#### What you should do:
Rewrite the Bee-Bot post between "The idea was" and "ready to go.", inclusive, with "consultants" replaced by "advisors".

#### Selected text:
━━━
Bee-Bot Cadre 1st Meet-Up

Programming, problem solving, and much more for K - 2

Last spring I was able to purchase, thanks to some unspent funding from a grant, 3 Bee-Bot “Hives” – they are about $600 each – each “hive” includes 6 Bee-Bots, a charging plate and a yellow backpack for transporting them. With time short before the school year ran out I taught/facilitated a quick class with 6 teachers from 3 schools to gauge teacher and student interest and learning using robots in the primary grades.

The idea was to facilitate teachers in their use and then loan a hive to each school – the participating teachers shared the hives at their site. Teachers and their students loved them and didn’t want to give them up. We even came up with a “STEAM” activity that I shared here.

 

With that success I was able to get funding for an additional 6 “Hives” this fall. Last Wednesday we started a year long cadre of Kindergarten to 2nd grade teachers (I couldn’t get any Pre-K teachers to join). There are about 27 teachers in the cadre from 9 schools and a local children’s museum.

I included the teachers from last spring, and although I feared what they might do if I didn’t include them, the reality is they are all excellent consultants and have already added much to the class.

In preparation for class I charged 54 Bee-Bots (9 “hives”) so they’d be ready to go.

 

 

 

 

We learned how Bee-Bots work and saw a few short videos showing them in action. Next teachers were given some time to get “messy” with them. Lots of button pushing, discussion and laughter ensued.
━━━
Records from a point labeling set:

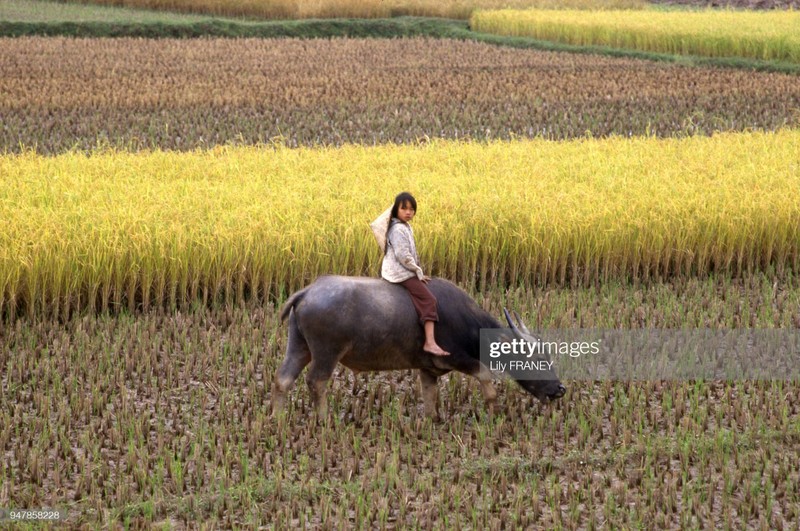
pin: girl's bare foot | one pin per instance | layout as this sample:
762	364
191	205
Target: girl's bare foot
435	349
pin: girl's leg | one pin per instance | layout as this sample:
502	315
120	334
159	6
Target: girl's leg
425	304
430	341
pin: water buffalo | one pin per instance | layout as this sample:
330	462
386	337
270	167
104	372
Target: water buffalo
369	324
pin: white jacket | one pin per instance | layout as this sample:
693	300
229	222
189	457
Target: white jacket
401	261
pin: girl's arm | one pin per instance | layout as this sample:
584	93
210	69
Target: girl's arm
401	243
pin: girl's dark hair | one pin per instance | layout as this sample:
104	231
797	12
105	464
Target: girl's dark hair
401	199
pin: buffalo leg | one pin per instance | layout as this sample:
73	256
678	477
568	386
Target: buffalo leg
476	369
319	372
429	383
297	357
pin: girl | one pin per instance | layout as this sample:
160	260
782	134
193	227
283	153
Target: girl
401	266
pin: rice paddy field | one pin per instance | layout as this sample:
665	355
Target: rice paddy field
62	93
160	198
293	9
771	36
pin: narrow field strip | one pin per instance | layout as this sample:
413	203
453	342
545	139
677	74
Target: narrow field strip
304	9
113	230
770	36
57	94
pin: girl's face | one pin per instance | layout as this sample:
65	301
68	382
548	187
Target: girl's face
406	212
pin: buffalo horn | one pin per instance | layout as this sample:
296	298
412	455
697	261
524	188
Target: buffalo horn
521	323
511	323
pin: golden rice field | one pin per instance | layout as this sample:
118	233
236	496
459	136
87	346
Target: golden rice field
295	9
57	94
770	36
158	229
162	421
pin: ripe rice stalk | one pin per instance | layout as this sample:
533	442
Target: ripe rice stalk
142	230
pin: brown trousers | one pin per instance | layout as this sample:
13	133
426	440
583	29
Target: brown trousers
424	301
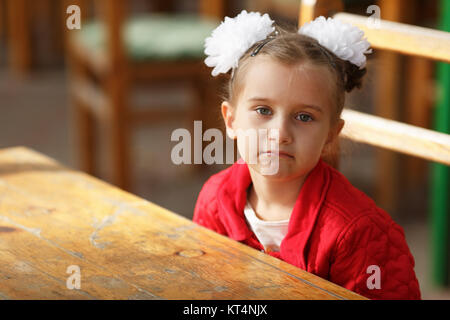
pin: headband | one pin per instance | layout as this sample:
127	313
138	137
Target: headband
234	36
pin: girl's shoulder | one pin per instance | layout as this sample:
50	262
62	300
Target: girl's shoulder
349	202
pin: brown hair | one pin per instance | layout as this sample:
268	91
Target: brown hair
287	46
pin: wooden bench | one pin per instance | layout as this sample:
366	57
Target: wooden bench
125	247
400	137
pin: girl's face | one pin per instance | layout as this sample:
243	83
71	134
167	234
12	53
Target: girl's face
296	101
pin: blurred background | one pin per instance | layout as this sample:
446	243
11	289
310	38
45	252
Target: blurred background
106	98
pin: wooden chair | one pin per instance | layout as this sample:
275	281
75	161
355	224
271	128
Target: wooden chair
109	55
400	137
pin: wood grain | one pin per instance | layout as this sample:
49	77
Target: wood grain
52	217
403	38
393	135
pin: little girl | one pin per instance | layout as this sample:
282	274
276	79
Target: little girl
305	212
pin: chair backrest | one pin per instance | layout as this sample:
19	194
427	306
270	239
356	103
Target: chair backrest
380	132
113	14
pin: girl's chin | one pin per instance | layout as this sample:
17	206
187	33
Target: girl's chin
275	171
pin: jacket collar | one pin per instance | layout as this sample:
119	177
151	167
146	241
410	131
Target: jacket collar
232	197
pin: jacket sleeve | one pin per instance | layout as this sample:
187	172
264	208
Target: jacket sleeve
206	211
372	259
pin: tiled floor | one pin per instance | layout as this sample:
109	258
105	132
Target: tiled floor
35	112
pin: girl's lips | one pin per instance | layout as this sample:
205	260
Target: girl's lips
280	154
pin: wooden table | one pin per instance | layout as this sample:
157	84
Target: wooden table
125	247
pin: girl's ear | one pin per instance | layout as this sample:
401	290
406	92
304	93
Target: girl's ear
228	117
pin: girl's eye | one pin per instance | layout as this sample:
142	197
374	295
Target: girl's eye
264	111
304	117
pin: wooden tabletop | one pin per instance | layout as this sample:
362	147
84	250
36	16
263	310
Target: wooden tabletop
55	221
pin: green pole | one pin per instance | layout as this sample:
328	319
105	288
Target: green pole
440	191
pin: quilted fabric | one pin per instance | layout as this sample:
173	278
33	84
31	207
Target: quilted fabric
335	231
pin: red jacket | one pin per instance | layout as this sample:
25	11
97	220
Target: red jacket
335	231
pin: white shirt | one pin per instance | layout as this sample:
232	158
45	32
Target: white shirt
269	233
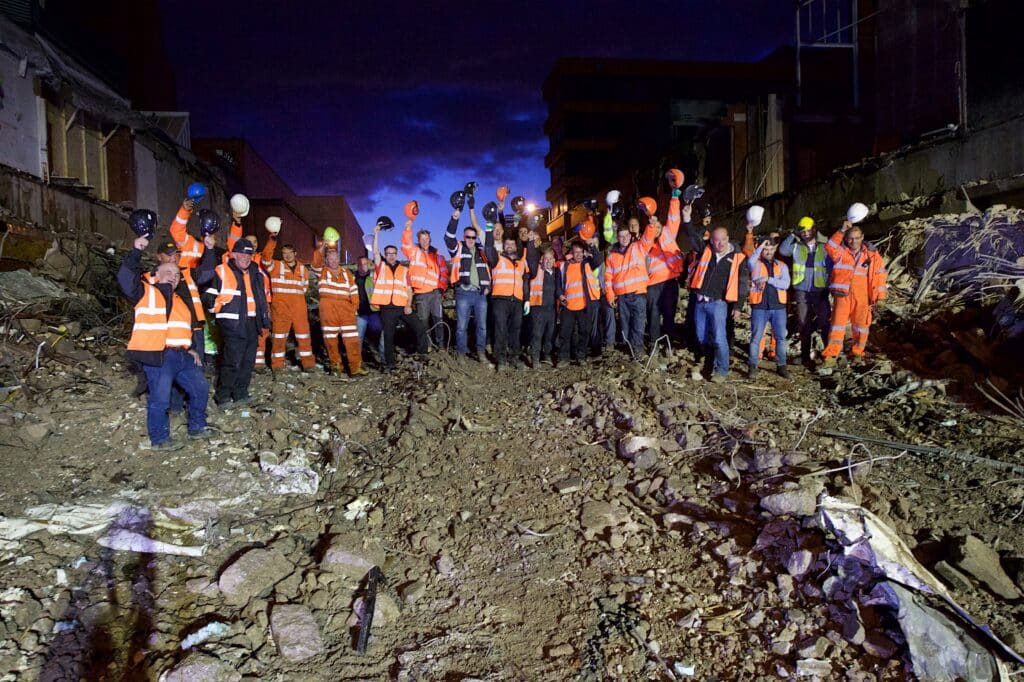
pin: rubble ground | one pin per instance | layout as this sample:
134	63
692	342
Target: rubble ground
594	522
━━━
#### Result of this exercise:
The idea was to facilitate teachers in their use and then loan a hive to each school – the participating teachers shared the hives at their site. Teachers and their students loved them and didn’t want to give them up. We even came up with a “STEAM” activity that I shared here.

 

With that success I was able to get funding for an additional 6 “Hives” this fall. Last Wednesday we started a year long cadre of Kindergarten to 2nd grade teachers (I couldn’t get any Pre-K teachers to join). There are about 27 teachers in the cadre from 9 schools and a local children’s museum.

I included the teachers from last spring, and although I feared what they might do if I didn’t include them, the reality is they are all excellent advisors and have already added much to the class.

In preparation for class I charged 54 Bee-Bots (9 “hives”) so they’d be ready to go.